(Records from a data collection)
------------------------------

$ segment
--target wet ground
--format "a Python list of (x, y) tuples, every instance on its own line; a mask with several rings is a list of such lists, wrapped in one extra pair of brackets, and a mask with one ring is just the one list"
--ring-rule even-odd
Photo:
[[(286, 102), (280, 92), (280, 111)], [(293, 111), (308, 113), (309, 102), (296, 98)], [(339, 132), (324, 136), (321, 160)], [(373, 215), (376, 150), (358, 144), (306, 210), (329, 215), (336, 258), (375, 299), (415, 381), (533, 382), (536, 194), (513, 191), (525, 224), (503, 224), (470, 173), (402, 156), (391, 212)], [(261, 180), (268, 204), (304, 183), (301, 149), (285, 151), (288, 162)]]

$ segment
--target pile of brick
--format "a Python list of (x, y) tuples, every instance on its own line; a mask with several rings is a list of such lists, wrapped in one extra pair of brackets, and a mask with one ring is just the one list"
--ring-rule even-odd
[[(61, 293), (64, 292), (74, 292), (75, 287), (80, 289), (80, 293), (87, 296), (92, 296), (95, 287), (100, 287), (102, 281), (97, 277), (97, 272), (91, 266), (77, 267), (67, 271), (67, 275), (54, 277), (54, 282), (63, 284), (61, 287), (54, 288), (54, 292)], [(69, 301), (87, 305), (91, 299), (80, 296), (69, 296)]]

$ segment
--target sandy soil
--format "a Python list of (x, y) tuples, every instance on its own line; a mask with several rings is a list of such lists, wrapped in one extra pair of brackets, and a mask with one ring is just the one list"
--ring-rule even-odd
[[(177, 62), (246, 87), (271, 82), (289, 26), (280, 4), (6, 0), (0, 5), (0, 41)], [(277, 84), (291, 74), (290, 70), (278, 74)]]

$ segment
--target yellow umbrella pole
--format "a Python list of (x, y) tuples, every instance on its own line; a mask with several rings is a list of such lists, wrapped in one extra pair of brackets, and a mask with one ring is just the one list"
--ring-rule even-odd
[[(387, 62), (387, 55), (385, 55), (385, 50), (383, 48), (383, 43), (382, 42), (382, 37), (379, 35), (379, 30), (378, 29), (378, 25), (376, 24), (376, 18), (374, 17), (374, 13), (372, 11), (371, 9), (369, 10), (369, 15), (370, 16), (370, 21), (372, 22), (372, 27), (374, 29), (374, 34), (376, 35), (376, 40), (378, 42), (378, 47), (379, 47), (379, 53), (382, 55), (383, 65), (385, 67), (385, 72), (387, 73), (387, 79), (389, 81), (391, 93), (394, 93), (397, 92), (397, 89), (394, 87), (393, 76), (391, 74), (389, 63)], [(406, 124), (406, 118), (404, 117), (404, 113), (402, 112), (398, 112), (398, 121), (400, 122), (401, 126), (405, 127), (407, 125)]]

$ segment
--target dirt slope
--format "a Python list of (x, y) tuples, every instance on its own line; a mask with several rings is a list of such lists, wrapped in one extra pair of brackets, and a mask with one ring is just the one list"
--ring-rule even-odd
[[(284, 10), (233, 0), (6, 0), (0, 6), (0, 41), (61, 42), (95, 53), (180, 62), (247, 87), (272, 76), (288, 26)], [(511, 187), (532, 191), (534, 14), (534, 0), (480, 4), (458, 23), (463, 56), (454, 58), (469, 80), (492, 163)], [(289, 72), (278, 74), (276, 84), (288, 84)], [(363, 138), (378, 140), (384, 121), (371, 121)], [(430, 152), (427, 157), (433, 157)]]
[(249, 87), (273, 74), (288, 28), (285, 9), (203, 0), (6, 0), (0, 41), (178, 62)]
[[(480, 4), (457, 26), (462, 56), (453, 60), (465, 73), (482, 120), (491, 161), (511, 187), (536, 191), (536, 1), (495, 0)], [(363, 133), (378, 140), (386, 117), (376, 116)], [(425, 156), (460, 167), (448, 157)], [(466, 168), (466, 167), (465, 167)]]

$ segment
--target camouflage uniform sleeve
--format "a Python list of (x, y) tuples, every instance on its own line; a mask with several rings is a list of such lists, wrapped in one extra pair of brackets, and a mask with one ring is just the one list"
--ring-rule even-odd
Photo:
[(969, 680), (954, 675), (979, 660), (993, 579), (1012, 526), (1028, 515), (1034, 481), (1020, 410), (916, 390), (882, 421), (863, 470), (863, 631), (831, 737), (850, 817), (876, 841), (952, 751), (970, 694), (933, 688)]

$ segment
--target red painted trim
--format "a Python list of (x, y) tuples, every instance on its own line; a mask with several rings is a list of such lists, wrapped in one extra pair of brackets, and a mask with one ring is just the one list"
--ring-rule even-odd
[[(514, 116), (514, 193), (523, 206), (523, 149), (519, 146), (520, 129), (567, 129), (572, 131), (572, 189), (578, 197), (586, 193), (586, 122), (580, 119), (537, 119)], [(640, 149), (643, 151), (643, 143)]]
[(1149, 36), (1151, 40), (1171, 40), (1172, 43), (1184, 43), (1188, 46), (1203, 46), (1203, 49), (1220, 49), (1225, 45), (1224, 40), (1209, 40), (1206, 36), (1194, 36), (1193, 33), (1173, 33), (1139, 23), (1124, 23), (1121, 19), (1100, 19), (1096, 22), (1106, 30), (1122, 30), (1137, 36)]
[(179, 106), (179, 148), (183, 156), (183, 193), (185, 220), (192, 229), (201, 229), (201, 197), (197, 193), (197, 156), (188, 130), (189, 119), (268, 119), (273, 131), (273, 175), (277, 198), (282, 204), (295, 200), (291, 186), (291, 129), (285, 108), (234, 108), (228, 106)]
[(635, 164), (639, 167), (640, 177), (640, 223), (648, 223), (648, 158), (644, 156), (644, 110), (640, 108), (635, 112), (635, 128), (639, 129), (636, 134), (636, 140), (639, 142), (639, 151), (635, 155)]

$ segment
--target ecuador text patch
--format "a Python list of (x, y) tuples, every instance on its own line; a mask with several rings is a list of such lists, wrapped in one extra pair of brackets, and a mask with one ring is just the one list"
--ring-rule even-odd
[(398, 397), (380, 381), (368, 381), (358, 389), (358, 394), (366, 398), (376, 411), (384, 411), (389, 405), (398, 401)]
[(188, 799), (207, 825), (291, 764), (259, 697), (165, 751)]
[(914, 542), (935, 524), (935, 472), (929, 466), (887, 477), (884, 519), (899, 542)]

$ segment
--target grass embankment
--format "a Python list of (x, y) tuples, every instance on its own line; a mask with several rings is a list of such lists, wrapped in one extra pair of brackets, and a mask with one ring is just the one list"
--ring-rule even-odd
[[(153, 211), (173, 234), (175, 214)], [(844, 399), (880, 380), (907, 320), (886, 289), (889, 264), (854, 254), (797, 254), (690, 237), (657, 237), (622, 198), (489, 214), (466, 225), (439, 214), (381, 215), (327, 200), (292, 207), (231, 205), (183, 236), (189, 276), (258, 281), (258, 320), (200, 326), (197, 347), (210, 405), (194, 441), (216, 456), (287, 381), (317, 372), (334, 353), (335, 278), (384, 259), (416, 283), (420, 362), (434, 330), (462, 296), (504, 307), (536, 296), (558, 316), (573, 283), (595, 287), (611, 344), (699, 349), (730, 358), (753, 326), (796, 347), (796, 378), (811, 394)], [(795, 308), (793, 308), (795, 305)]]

------------------------------

Problem to solve
Filter the records and keep only the lines that contain the string "target", matching case exactly.

Completed task
--target wet ground
--target pile of brick
--target sandy soil
--target yellow umbrella pole
--target dirt slope
--target camouflage uniform sleeve
--target red painted trim
--target ecuador text patch
--target grass embankment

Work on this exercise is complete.